[Goal] Continue the input tax credit text below, picking up after its final sentence.

[Excerpt provided]
What does Input Tax Credit mean and how is it beneficial?
Let us first understand what input and output tax mean. Input tax is the tax that you pay when you purchase goods or services for your business. This can include anything from raw materials to capital goods to items used for storage and maintenance. Output tax is the tax that you charge your customers when you sell your goods or services to them.
The GST taxation structure allows businesses across India to claim input credit for the tax they paid while purchasing capital goods for their company. Thus, at each stage of the supply cycle, the buyer gets credit for the input tax paid, and they can use it to offset the GST that needs to be paid to the Centre and State governments.
To understand this concept better, let’s take the example of a company called MK Kitchen Knives which sells custom-made kitchen knives. They purchase steel and plastic worth Rs.2000 from a vendor at a GST rate of 12.5%. Thus, the input tax they pay is Rs.250. The company now sells the manufactured knives for Rs.4000, plus an output tax of 12.5%, making the total selling price Rs.4500 (Rs.4000 + Rs.500).
Thus, the tax that MK Kitchen Knives owes to the Government = Output tax - Input tax credit = Rs.500 - Rs.250 = Rs.250
The next question that naturally arises is, which businesses will be eligible to claim input tax credit? Under the new regime, all businesses will be eligible for input tax credit except those dealing in goods or services that are exempt from GST or items for personal consumption.
The basic regulations to be followed for availing Input Tax Credit
There are some rules that businesses need to adhere to before they can start claiming input tax credit under GST. These include:
- The taxpayer must possess a valid tax invoice, debit note, or other prescribed document issued by a registered dealer.

[Supplied material]
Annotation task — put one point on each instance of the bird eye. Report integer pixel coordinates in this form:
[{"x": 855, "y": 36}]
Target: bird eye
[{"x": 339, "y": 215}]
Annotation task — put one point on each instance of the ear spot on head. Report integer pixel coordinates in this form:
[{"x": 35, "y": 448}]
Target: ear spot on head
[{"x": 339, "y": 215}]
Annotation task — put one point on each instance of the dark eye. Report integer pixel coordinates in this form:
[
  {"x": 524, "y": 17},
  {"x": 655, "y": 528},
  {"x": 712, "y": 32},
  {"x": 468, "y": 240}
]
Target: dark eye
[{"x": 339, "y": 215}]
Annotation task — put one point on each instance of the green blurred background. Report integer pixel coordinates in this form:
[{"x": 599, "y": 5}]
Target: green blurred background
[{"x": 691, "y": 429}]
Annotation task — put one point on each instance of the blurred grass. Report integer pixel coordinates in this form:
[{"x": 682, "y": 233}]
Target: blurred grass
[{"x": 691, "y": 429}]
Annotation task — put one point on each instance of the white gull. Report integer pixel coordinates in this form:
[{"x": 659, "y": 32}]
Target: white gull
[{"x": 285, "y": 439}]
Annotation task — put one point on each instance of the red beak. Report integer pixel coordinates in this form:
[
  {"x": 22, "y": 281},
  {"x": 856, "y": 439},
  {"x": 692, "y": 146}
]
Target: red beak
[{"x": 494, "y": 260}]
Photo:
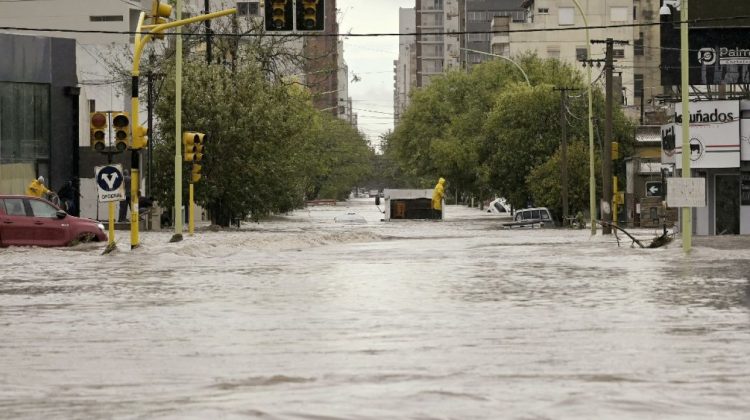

[The answer]
- The taxpayer must have received the good or service. If the product is being received in installments, then the credit can be claimed against the tax invoice for the last installment.
- The supplier must have paid the tax due on your purchases to the government either in cash or by claiming input tax credit.
- Finally, the supplier must have filed GST returns.
The most unique and unprecedented change GST brings to this entire tax setup is that you’re allowed to claim input tax credit on your purchases only if your supplier is GST compliant and has paid the tax he or she collected from you.
Time limits for claiming Input Tax Credit
As with most government-ordained benefits, there are certain time limits associated with input tax credit. ITC can only be claimed for tax invoices and debit notes which are less than a year old. In any other case, the last date to claim ITC is the earlier of the following:
- Before filing valid GST returns for the September following the end of the financial year applicable to that invoice, or
- Before filing a relevant annual return.
Claiming and reconciling ITC
The GST comprises of 3 types of taxes: CGST, SGST, and IGST.
CGST (Central GST) - Collected by the Central Government for transactions within one state.
SGST (State GST) - Collected by the State Governments for transactions within one state.
IGST (Integrated GST) - Single levy collected by the Central Government for transactions between states.
The three tax credits can be used to offset one another.
- CGST credit can be used to offset CGST liability; if there is credit left over, it can be applied toward IGST liability next.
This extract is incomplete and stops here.